### THE TASKS
a. In the detector documentation extract, what severity level does the Information Withholding detector have?
b. In the detector documentation extract, recast the paragraph beginning "Technical: Compares information density" as a short bulleted list that keeps its main facts.
c. Extend the detector documentation extract, picking up right after its final line.

### EXTRACT
Technical: Checks for key information elements from upstream context using element matching, critical marker detection (CRITICAL, IMPORTANT labels), and semantic overlap measurement between context and response.

Examples (non-technical):

Agent B ignores Agent A's research findings and redoes the analysis from scratch
Important warnings from a previous step are completely absent from the output
Agent says "based on prior analysis" but doesn't actually use any of the prior data

Examples (technical):

Upstream context contains CRITICAL: rate limit is 100 req/s but agent's output proposes 1000 req/s
Agent receives structured JSON context with 12 fields but only references 2 in its response
Context marked priority: high with 8 key findings -- agent's output mentions zero of them

Detection methods:

Element Matching: Checks for key information elements from upstream context
Critical Marker Detection: Flags when CRITICAL/IMPORTANT-labeled context is ignored
Conceptual Overlap: Measures semantic similarity between context and response
Reference Tracking: Verifies claims of context usage against actual content

F8: Information Withholding¶

Field	Value
Detector key	`withholding`
Tier	ICP
Severity	Medium
Accuracy	F1 0.800, P 0.667, R 1.000
MAST mapping	FM-2.4 Information Withholding

Plain language: The agent knows something important but didn't share it. It might have found a security issue but only reported "task completed successfully" -- hiding bad news or over-simplifying critical details.

Technical: Compares information density between the agent's internal state and its output, detecting critical omissions (errors, security issues), negative finding suppression, and excessive summarization loss.

Examples (non-technical):

Agent finds a security problem but reports only "everything looks good"
A 10-page analysis is summarized into 2 sentences, losing all the important details
Agent reports only the positive findings and hides all the errors it encountered

Examples (technical):

Agent's internal state contains {"vulnerabilities": [{"severity": "critical", ...}]} but output says "No issues found"
Input document has 47 data points; agent output references only 3
Agent discovers DeprecationWarning in 4 dependencies but output lists zero deprecations

Detection methods:

Information Density Comparison: Compares input richness against output content
Critical Omission Detection: Checks for missing high-importance information (errors, security, financial)

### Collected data
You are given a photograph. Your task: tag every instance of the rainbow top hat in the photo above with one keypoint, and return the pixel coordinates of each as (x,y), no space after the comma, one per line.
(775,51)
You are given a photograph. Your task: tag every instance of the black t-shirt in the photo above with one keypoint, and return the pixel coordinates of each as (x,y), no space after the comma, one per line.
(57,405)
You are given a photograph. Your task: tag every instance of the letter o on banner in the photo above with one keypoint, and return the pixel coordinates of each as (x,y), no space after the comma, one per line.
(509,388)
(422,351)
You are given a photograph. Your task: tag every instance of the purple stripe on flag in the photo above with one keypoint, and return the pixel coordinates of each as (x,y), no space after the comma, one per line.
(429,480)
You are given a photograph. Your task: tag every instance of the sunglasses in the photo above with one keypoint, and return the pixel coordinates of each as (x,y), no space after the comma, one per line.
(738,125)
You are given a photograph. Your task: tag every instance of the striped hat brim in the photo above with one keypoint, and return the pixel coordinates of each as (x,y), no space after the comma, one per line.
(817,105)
---
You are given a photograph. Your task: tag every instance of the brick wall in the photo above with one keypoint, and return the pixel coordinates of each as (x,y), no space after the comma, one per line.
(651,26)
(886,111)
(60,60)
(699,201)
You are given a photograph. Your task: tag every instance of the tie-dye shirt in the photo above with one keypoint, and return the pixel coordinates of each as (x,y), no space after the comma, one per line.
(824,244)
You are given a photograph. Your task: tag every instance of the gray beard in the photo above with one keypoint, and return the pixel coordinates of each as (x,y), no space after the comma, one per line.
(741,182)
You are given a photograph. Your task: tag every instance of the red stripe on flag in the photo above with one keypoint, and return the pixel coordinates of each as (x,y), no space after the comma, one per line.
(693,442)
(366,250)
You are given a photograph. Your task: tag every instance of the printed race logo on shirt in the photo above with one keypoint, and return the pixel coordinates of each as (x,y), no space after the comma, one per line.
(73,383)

### WRITTEN ANSWERS
a. Medium

b.
- Compares information density between the agent's internal state and its output
- Detects critical omissions, such as errors and security issues
- Detects suppression of negative findings
- Detects excessive loss from summarization

c.
Negative Suppression Detection: Flags when negative findings are absent from positive-heavy reports
Semantic Retention Check: Uses embeddings to verify key concepts are preserved

Critical pattern weights:

Pattern	Weight
Errors/failures	1.0
Security/vulnerabilities	1.0
Time constraints	0.9
Financial info	0.8
Warnings	0.7
Deprecation notices	0.6

Sub-types: critical_omission, detail_loss, negative_suppression, selective_reporting, context_stripping

F9: Role Usurpation (Enterprise)¶

Field	Value
Detector key	`role_usurpation`
Tier	Enterprise
Severity	High
Accuracy	Benchmarking in progress
MAST mapping	FM-2.6

Plain language: The agent overstepped its role. A reviewer started making changes instead of just reviewing, or a support agent made admin-level decisions it wasn't authorized to make.

Technical: Validates agent actions against allowed/forbidden action sets defined in the role specification, detecting scope expansion, authority violations, and task hijacking through action-role boundary analysis.

Examples (non-technical):

A code reviewer starts rewriting the code instead of just reviewing it
A research assistant makes final product decisions that should be the manager's call
A support agent escalates itself to admin privileges without authorization

Examples (technical):

Agent with role: "reviewer" calls git commit and git push -- write actions outside its allowed_actions: ["comment", "approve", "request_changes"]
Agent with role: "data_analyst" executes DROP TABLE -- a DBA-only operation
Agent gradually expands: first reads files, then edits configs, then modifies production deployments

Detection methods:

Role Boundary Check: Validates actions against allowed/forbidden action sets
Scope Analysis: Detects gradual scope expansion beyond assignment
Authority Verification: Checks decision authority against role definition
Task Hijacking Detection: Identifies when agent takes over another agent's task

Sub-types: role_violation, scope_expansion, authority_violation, decision_overreach, task_hijacking

F10: Communication Breakdown¶

Field	Value
Detector key	`communication`
Tier	ICP
Severity	Medium
Accuracy	F1 0.667, P 0.571, R 0.800
MAST mapping	FM-2.1, FM-2.2, FM-2.5

Plain language: Agents are miscommunicating. One agent sends a message but the receiving agent misunderstands it -- like giving someone directions in kilometers when they expect miles.

Technical: Measures alignment between sender intent and receiver interpretation using semantic similarity, validates message format compliance against expected schemas, and detects ambiguous or incomplete inter-agent messages.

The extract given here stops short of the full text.